Goal: Which lines in the listing below contain the string "tail"? Copy each of them in full. Matching is case-sensitive.
--- START OF Data for this task ---
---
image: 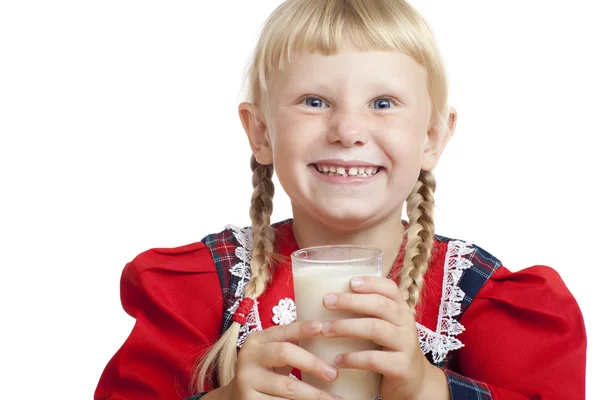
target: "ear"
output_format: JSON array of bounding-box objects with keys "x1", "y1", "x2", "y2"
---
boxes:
[
  {"x1": 421, "y1": 107, "x2": 457, "y2": 171},
  {"x1": 238, "y1": 102, "x2": 273, "y2": 165}
]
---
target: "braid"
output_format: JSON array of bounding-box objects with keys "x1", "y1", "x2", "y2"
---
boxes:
[
  {"x1": 192, "y1": 155, "x2": 277, "y2": 392},
  {"x1": 399, "y1": 170, "x2": 436, "y2": 313}
]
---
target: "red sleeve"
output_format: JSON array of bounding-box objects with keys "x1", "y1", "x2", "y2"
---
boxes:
[
  {"x1": 452, "y1": 266, "x2": 586, "y2": 400},
  {"x1": 94, "y1": 242, "x2": 223, "y2": 400}
]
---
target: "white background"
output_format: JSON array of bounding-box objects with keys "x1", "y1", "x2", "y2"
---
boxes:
[{"x1": 0, "y1": 0, "x2": 600, "y2": 399}]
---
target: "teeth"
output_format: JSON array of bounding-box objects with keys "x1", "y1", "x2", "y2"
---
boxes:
[{"x1": 316, "y1": 165, "x2": 379, "y2": 178}]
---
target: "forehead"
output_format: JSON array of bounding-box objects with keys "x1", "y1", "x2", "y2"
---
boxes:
[{"x1": 269, "y1": 49, "x2": 427, "y2": 91}]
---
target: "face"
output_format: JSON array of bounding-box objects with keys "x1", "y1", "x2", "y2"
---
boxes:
[{"x1": 240, "y1": 50, "x2": 454, "y2": 231}]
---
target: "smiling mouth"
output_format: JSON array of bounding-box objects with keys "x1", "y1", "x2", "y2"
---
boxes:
[{"x1": 311, "y1": 164, "x2": 384, "y2": 178}]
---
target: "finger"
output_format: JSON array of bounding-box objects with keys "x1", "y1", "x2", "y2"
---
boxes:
[
  {"x1": 255, "y1": 372, "x2": 341, "y2": 400},
  {"x1": 350, "y1": 276, "x2": 404, "y2": 303},
  {"x1": 246, "y1": 321, "x2": 322, "y2": 344},
  {"x1": 257, "y1": 342, "x2": 337, "y2": 381},
  {"x1": 323, "y1": 293, "x2": 408, "y2": 326},
  {"x1": 322, "y1": 318, "x2": 414, "y2": 350},
  {"x1": 335, "y1": 350, "x2": 407, "y2": 377}
]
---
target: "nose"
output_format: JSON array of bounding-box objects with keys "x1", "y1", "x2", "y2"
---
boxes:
[{"x1": 328, "y1": 111, "x2": 369, "y2": 147}]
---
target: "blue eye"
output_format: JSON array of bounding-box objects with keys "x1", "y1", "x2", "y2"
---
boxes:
[
  {"x1": 373, "y1": 99, "x2": 392, "y2": 110},
  {"x1": 302, "y1": 97, "x2": 325, "y2": 108}
]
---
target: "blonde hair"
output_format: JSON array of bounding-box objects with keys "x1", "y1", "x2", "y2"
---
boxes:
[{"x1": 192, "y1": 0, "x2": 448, "y2": 392}]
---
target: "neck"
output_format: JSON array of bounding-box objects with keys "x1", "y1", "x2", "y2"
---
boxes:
[{"x1": 292, "y1": 203, "x2": 405, "y2": 277}]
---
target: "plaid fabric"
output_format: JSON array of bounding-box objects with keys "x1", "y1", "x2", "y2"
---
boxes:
[
  {"x1": 202, "y1": 229, "x2": 240, "y2": 334},
  {"x1": 192, "y1": 223, "x2": 502, "y2": 400},
  {"x1": 444, "y1": 370, "x2": 493, "y2": 400},
  {"x1": 427, "y1": 235, "x2": 502, "y2": 369}
]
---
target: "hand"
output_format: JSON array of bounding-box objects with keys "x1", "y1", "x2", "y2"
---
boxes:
[
  {"x1": 220, "y1": 321, "x2": 344, "y2": 400},
  {"x1": 322, "y1": 276, "x2": 450, "y2": 400}
]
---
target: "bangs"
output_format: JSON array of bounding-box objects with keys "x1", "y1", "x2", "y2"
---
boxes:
[{"x1": 247, "y1": 0, "x2": 447, "y2": 126}]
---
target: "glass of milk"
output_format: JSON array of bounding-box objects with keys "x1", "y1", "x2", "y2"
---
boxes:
[{"x1": 292, "y1": 245, "x2": 383, "y2": 400}]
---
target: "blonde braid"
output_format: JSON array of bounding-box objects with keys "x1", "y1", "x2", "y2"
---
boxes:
[
  {"x1": 191, "y1": 155, "x2": 277, "y2": 392},
  {"x1": 399, "y1": 170, "x2": 436, "y2": 313}
]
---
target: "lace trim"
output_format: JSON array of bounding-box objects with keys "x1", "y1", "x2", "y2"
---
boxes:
[
  {"x1": 226, "y1": 225, "x2": 475, "y2": 363},
  {"x1": 417, "y1": 240, "x2": 475, "y2": 363},
  {"x1": 225, "y1": 225, "x2": 262, "y2": 347}
]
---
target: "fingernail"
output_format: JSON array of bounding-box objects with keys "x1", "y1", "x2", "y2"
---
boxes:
[
  {"x1": 350, "y1": 278, "x2": 365, "y2": 288},
  {"x1": 325, "y1": 365, "x2": 337, "y2": 380},
  {"x1": 323, "y1": 294, "x2": 337, "y2": 307}
]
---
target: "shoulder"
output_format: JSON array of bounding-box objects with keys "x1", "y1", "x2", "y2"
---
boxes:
[{"x1": 123, "y1": 242, "x2": 214, "y2": 281}]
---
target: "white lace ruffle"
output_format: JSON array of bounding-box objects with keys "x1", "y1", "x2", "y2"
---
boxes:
[
  {"x1": 225, "y1": 225, "x2": 262, "y2": 347},
  {"x1": 226, "y1": 225, "x2": 474, "y2": 363},
  {"x1": 417, "y1": 240, "x2": 475, "y2": 363},
  {"x1": 273, "y1": 297, "x2": 296, "y2": 325}
]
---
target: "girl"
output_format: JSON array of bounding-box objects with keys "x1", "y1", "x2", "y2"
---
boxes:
[{"x1": 95, "y1": 0, "x2": 586, "y2": 400}]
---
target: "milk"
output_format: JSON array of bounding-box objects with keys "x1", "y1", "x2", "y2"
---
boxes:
[{"x1": 294, "y1": 264, "x2": 381, "y2": 400}]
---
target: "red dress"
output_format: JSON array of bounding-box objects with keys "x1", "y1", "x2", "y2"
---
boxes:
[{"x1": 94, "y1": 220, "x2": 586, "y2": 400}]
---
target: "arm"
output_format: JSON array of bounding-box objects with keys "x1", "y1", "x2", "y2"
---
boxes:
[
  {"x1": 446, "y1": 266, "x2": 586, "y2": 400},
  {"x1": 94, "y1": 243, "x2": 223, "y2": 400}
]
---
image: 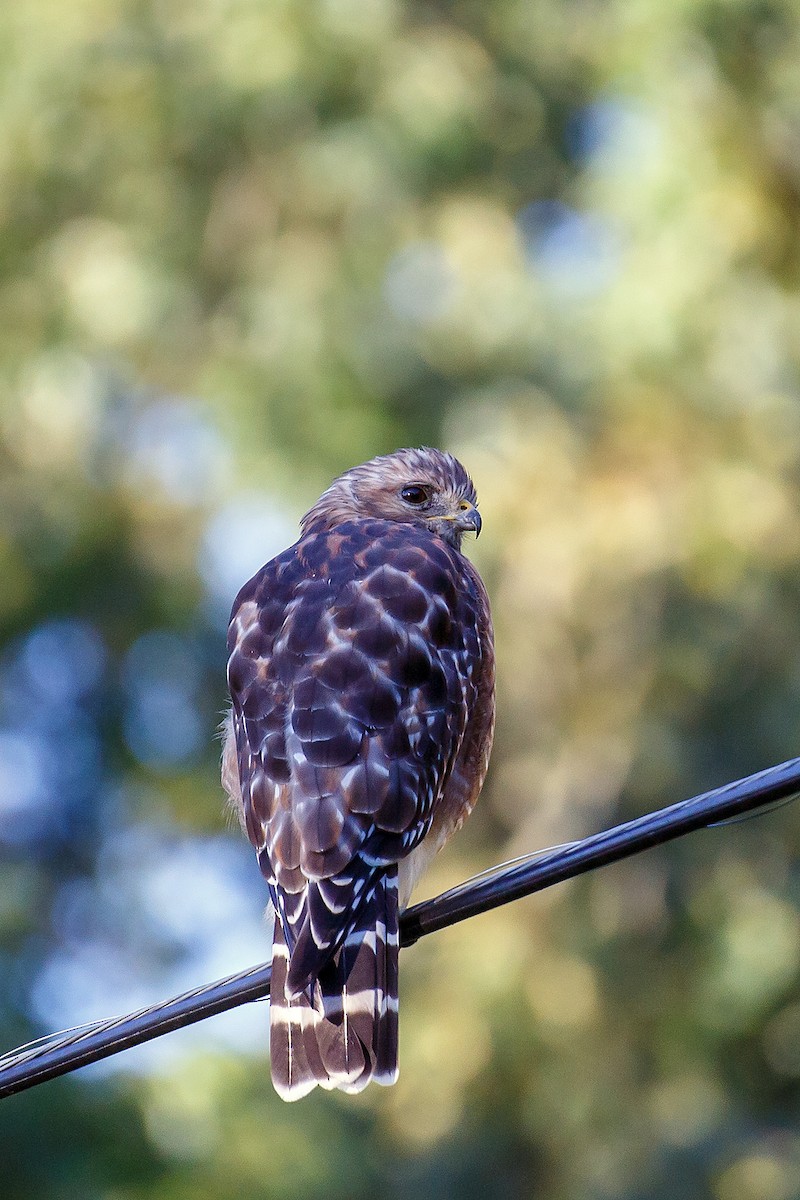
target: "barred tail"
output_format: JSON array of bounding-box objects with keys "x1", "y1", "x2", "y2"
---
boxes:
[{"x1": 270, "y1": 868, "x2": 399, "y2": 1100}]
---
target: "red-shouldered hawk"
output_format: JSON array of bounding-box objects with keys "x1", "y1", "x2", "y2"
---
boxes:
[{"x1": 222, "y1": 449, "x2": 494, "y2": 1100}]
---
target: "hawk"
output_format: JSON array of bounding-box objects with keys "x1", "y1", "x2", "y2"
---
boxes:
[{"x1": 222, "y1": 449, "x2": 494, "y2": 1100}]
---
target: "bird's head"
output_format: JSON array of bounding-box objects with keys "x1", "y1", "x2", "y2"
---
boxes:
[{"x1": 302, "y1": 446, "x2": 481, "y2": 550}]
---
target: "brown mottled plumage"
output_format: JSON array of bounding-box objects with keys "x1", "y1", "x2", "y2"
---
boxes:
[{"x1": 222, "y1": 449, "x2": 494, "y2": 1100}]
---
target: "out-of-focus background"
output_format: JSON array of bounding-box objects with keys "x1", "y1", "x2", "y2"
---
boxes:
[{"x1": 0, "y1": 0, "x2": 800, "y2": 1200}]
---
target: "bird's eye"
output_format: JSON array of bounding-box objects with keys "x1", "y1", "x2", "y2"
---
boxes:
[{"x1": 401, "y1": 484, "x2": 431, "y2": 508}]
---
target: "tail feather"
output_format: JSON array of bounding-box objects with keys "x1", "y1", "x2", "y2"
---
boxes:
[{"x1": 270, "y1": 868, "x2": 399, "y2": 1100}]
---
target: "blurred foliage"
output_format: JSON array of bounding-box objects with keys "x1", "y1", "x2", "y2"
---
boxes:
[{"x1": 0, "y1": 0, "x2": 800, "y2": 1200}]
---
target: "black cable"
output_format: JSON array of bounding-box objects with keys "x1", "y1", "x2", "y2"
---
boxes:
[{"x1": 0, "y1": 758, "x2": 800, "y2": 1098}]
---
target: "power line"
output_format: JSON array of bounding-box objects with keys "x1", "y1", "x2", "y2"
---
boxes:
[{"x1": 0, "y1": 758, "x2": 800, "y2": 1098}]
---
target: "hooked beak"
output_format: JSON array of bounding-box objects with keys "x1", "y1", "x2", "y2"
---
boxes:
[{"x1": 456, "y1": 509, "x2": 483, "y2": 538}]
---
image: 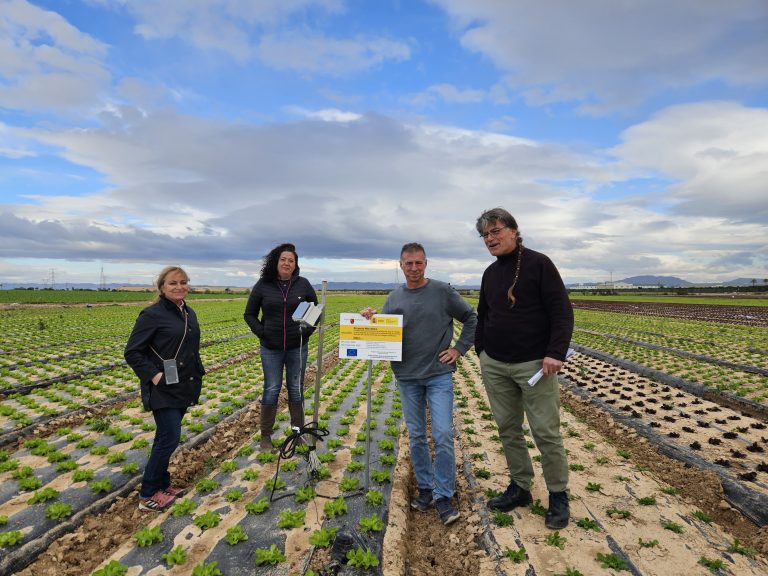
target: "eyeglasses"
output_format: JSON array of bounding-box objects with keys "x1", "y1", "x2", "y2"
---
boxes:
[{"x1": 480, "y1": 226, "x2": 509, "y2": 240}]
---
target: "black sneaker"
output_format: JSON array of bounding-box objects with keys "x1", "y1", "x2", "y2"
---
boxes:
[
  {"x1": 435, "y1": 497, "x2": 461, "y2": 526},
  {"x1": 411, "y1": 488, "x2": 434, "y2": 512},
  {"x1": 488, "y1": 482, "x2": 533, "y2": 512},
  {"x1": 544, "y1": 492, "x2": 571, "y2": 530}
]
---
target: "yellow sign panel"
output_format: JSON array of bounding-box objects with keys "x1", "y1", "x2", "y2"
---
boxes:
[
  {"x1": 339, "y1": 314, "x2": 403, "y2": 362},
  {"x1": 339, "y1": 326, "x2": 403, "y2": 342}
]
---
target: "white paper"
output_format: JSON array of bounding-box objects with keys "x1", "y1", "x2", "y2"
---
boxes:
[{"x1": 528, "y1": 348, "x2": 576, "y2": 386}]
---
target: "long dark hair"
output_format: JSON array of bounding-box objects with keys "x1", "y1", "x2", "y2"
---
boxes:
[{"x1": 261, "y1": 243, "x2": 299, "y2": 282}]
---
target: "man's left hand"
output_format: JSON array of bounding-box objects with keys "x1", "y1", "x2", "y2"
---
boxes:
[
  {"x1": 541, "y1": 356, "x2": 563, "y2": 376},
  {"x1": 437, "y1": 348, "x2": 461, "y2": 364}
]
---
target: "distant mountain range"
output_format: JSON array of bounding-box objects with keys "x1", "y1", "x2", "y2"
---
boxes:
[
  {"x1": 0, "y1": 275, "x2": 765, "y2": 290},
  {"x1": 567, "y1": 276, "x2": 763, "y2": 288}
]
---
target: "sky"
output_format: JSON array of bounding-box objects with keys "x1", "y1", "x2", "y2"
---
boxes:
[{"x1": 0, "y1": 0, "x2": 768, "y2": 287}]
--- END OF Data for this task ---
Answer for the task:
target: "barred tail"
target: "tail feather"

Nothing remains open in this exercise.